> _TASK STATEMENT_
Locate every line below that contains the string "foliage", with case counting, and copy each of those lines.

> _DATA_
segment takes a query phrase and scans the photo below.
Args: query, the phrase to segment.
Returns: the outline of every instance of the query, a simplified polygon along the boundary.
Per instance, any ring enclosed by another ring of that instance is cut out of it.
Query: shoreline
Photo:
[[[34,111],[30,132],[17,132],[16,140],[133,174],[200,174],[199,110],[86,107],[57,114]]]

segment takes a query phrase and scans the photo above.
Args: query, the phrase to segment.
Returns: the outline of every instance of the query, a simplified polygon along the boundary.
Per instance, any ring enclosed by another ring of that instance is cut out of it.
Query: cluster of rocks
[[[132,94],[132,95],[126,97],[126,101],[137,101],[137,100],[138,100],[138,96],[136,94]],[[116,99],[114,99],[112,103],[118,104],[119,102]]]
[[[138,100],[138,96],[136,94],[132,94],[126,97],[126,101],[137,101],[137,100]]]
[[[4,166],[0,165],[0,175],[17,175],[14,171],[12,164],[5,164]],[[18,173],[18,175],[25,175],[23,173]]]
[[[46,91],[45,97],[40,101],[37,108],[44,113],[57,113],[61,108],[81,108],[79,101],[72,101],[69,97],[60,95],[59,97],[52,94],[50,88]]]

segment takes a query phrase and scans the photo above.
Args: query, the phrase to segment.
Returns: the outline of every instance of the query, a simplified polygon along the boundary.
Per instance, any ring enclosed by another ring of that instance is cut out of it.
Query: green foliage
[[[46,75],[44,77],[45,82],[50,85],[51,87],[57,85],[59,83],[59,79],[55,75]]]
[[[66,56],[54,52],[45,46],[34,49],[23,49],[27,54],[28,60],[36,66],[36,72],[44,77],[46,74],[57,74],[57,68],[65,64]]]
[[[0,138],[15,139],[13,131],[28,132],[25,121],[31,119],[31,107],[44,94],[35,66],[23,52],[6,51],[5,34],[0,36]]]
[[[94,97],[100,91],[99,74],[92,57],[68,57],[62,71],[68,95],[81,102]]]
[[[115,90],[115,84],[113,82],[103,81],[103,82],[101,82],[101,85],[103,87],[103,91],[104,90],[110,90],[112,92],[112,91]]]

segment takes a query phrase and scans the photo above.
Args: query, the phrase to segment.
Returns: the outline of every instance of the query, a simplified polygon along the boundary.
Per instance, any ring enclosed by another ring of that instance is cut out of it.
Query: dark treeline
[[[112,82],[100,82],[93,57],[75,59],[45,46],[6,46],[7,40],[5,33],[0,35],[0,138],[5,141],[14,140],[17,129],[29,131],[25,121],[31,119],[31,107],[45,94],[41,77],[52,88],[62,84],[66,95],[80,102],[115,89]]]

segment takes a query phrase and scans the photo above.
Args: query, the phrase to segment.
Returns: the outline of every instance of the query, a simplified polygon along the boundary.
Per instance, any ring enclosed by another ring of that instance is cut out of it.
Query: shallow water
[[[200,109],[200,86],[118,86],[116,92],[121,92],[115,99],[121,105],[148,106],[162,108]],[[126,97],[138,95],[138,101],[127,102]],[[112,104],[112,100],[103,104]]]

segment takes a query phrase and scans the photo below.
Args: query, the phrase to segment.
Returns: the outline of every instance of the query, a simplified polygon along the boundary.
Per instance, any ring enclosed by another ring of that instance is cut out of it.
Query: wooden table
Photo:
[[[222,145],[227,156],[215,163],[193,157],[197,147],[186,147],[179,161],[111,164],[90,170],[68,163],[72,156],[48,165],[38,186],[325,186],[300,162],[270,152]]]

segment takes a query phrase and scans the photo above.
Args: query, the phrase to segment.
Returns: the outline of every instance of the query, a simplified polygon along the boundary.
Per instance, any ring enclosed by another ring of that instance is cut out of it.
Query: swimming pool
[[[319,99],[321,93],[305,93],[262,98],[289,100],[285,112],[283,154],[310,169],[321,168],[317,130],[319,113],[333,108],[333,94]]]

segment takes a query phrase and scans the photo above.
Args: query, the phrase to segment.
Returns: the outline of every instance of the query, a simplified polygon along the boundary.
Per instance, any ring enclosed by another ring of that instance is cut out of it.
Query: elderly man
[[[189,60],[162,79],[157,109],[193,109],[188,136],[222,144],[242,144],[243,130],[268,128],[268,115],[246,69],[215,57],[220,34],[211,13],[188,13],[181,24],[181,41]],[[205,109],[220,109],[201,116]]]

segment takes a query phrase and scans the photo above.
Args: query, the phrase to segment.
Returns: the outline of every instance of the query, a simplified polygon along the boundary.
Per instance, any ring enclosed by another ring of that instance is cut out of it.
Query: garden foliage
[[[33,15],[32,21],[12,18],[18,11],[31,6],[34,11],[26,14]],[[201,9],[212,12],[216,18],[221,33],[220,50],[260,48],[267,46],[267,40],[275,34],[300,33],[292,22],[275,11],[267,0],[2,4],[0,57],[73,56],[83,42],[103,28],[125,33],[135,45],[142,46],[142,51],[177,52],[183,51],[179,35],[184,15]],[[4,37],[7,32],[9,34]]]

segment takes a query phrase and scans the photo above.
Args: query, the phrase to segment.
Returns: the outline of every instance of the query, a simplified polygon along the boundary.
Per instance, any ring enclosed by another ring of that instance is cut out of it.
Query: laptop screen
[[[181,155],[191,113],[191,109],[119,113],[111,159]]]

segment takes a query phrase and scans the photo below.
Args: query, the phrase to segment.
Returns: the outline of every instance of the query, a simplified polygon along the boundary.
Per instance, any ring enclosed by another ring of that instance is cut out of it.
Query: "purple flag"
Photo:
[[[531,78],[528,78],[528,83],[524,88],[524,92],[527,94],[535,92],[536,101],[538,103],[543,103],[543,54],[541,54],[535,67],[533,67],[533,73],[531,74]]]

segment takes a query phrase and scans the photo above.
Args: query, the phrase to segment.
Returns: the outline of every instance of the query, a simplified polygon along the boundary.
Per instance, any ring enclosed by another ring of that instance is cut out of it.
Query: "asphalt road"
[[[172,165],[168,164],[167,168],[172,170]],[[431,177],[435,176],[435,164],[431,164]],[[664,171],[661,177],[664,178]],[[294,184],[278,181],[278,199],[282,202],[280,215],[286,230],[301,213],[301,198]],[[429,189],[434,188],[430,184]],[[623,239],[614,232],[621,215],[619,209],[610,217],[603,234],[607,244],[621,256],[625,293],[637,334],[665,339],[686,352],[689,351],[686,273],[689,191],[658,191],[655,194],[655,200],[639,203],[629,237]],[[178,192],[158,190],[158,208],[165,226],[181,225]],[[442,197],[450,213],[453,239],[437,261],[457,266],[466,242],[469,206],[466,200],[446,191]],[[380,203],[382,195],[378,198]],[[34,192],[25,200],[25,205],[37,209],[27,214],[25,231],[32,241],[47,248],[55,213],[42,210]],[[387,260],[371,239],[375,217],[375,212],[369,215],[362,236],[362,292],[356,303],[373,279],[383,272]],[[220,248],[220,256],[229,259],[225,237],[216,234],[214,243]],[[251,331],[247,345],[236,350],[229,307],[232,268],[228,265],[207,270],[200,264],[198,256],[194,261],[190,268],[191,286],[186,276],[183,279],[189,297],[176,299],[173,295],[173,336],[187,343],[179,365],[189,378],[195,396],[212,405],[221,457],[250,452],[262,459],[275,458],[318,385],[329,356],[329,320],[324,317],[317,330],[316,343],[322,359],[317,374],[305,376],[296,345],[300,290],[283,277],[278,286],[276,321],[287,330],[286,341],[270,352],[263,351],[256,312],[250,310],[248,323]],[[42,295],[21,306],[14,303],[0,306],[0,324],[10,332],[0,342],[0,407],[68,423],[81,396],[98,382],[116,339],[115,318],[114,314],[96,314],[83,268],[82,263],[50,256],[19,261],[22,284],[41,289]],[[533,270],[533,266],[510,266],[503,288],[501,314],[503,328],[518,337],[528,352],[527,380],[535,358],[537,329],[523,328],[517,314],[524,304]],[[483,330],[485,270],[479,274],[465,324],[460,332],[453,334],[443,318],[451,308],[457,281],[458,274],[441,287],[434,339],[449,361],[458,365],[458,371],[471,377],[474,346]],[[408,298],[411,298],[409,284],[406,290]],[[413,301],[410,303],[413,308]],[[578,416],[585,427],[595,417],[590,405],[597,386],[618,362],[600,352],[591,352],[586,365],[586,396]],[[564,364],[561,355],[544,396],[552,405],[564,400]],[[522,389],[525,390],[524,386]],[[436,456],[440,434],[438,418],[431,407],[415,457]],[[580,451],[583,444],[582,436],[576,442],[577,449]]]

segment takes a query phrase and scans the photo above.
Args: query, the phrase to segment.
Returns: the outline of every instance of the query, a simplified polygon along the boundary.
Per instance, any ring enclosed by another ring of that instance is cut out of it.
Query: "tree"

> _WRITTEN RESPONSE_
Query: green foliage
Query: garden foliage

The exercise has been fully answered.